Copy out the lines of the listing below without changes, beginning with the line that contains "Highlight every white ceiling." and continuing through the line that contains "[112,54,193,96]". Include both of those lines and nothing else.

**DATASET RECORDS**
——————————
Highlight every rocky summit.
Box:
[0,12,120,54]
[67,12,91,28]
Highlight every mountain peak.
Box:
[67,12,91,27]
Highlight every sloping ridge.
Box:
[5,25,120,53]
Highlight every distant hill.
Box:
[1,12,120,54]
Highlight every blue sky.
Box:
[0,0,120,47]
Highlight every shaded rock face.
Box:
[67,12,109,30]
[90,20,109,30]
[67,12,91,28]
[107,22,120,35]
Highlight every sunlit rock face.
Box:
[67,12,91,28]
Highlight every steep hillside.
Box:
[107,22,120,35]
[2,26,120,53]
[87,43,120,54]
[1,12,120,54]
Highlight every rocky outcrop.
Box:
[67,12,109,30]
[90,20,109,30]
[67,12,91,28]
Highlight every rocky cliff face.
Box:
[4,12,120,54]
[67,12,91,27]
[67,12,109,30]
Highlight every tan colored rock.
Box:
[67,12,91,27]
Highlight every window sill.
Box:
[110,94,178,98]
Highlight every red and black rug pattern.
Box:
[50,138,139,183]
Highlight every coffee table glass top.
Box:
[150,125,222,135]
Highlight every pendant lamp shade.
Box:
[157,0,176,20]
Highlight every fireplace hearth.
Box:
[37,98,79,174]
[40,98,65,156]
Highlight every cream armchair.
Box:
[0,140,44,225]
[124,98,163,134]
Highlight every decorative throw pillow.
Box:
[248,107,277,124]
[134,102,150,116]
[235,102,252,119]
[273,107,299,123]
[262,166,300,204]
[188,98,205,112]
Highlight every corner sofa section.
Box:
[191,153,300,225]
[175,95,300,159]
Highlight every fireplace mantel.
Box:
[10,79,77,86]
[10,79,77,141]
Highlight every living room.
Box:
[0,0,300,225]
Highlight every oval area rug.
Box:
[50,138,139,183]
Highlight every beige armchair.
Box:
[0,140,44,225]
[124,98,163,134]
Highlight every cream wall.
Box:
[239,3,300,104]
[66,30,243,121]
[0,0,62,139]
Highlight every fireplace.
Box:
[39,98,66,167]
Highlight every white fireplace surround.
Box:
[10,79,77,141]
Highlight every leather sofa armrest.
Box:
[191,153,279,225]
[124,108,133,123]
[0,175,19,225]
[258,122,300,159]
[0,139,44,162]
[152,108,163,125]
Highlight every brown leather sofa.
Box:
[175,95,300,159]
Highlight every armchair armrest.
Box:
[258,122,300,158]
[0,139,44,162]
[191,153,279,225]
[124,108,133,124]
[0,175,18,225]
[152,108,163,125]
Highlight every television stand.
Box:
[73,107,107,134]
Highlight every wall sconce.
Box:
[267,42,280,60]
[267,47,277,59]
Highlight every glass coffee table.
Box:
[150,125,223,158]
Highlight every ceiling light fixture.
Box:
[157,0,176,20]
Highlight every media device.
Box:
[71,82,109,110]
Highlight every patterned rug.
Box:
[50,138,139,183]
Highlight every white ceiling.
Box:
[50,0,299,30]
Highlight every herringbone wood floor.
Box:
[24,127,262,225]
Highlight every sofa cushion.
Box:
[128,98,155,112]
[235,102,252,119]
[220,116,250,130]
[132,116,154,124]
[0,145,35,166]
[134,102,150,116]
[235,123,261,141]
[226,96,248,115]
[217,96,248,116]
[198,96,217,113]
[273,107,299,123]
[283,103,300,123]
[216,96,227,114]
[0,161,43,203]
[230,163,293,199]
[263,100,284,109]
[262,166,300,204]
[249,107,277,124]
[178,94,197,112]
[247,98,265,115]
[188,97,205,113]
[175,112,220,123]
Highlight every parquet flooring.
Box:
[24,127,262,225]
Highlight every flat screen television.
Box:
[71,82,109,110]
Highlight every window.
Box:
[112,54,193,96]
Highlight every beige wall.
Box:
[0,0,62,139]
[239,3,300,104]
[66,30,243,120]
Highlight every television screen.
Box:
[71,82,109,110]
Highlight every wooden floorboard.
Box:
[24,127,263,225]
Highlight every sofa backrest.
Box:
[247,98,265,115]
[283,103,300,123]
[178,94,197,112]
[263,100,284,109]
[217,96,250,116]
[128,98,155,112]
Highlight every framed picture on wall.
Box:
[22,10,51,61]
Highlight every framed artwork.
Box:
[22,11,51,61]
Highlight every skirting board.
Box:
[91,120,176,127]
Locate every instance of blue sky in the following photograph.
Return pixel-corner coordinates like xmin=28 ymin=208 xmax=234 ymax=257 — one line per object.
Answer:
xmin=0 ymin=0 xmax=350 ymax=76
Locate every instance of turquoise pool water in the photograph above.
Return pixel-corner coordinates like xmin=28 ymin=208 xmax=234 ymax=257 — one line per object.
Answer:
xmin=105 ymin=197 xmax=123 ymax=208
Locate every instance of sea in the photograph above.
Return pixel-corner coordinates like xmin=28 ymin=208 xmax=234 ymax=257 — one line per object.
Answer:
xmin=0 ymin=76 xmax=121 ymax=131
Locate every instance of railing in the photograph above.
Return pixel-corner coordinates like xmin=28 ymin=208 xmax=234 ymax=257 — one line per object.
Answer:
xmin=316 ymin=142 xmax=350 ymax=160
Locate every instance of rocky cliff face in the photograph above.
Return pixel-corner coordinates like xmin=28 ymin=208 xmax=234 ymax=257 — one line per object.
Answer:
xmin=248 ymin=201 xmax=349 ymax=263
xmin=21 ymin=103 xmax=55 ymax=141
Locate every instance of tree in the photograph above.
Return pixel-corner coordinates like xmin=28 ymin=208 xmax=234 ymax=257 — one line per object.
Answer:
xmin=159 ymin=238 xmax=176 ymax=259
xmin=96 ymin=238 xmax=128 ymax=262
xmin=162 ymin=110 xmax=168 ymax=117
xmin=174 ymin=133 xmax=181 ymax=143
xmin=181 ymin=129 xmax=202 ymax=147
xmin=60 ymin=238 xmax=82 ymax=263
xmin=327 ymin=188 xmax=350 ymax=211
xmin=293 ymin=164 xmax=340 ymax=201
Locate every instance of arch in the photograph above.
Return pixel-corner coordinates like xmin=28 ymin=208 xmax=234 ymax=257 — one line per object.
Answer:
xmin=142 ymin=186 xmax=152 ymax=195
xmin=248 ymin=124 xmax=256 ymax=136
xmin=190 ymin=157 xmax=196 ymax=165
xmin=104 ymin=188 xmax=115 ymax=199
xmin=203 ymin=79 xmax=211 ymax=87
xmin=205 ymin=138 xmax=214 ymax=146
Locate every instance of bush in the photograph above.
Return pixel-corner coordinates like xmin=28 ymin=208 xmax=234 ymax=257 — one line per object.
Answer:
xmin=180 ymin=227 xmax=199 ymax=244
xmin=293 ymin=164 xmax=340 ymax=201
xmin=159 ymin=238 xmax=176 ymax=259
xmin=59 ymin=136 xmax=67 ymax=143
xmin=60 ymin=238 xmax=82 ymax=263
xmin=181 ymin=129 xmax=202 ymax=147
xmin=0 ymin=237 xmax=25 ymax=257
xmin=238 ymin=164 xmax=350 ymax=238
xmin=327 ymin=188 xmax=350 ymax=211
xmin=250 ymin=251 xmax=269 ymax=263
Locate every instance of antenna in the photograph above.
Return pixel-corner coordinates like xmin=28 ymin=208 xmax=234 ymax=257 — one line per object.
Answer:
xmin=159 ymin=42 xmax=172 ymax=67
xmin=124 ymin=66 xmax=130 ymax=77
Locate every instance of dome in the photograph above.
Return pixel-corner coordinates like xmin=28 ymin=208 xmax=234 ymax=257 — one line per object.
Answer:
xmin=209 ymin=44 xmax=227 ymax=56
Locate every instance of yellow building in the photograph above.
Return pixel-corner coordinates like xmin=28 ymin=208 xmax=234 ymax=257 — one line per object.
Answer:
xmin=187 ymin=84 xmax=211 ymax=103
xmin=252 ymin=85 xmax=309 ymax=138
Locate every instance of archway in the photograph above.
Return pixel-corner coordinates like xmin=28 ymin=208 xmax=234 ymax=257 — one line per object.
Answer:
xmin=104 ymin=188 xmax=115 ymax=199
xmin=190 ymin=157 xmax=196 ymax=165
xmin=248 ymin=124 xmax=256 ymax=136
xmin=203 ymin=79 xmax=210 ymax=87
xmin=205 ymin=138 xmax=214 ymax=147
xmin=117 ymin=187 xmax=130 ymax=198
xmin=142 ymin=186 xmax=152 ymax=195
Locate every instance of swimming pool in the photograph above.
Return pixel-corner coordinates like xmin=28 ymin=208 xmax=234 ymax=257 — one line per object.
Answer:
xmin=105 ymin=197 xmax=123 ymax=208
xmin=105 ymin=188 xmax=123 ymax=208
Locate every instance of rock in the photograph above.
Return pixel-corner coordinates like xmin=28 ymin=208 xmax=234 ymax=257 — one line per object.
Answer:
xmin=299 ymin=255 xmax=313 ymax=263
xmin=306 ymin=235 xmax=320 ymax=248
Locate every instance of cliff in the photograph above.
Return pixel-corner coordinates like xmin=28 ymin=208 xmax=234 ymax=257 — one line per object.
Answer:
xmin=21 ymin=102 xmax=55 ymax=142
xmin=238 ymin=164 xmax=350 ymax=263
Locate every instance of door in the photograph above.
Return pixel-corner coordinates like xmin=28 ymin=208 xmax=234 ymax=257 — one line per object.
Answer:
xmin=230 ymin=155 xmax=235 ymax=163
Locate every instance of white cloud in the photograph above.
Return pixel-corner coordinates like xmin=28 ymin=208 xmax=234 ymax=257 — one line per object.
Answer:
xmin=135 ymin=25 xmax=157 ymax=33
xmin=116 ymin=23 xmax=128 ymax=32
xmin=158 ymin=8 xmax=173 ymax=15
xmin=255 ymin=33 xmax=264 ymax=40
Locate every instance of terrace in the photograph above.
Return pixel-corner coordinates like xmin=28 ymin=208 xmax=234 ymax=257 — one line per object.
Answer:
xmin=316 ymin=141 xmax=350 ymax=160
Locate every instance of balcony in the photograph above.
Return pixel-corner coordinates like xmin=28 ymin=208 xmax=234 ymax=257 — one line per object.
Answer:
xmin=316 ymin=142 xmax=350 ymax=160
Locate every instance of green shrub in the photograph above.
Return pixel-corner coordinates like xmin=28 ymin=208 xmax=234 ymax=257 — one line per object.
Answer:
——————————
**RESPONSE TO THE EXERCISE**
Highlight every white ceiling.
Box:
[50,0,299,30]
Highlight every herringbone wood floor.
Box:
[24,127,262,225]
Highlight every sofa cushion.
Box:
[128,98,155,112]
[235,102,252,119]
[220,116,250,130]
[132,116,154,124]
[0,145,35,166]
[134,102,150,116]
[235,123,261,141]
[226,96,248,115]
[217,96,248,116]
[198,96,217,113]
[273,107,299,123]
[283,103,300,123]
[216,96,227,114]
[0,161,43,203]
[230,163,293,199]
[263,100,284,109]
[262,166,300,204]
[249,107,277,124]
[178,94,197,112]
[247,98,265,115]
[188,97,205,113]
[175,112,220,123]
Highlight every parquet flooring.
Box:
[24,127,262,225]
Highlight every flat screen television.
Box:
[71,82,109,110]
Highlight every window.
Box:
[112,54,193,96]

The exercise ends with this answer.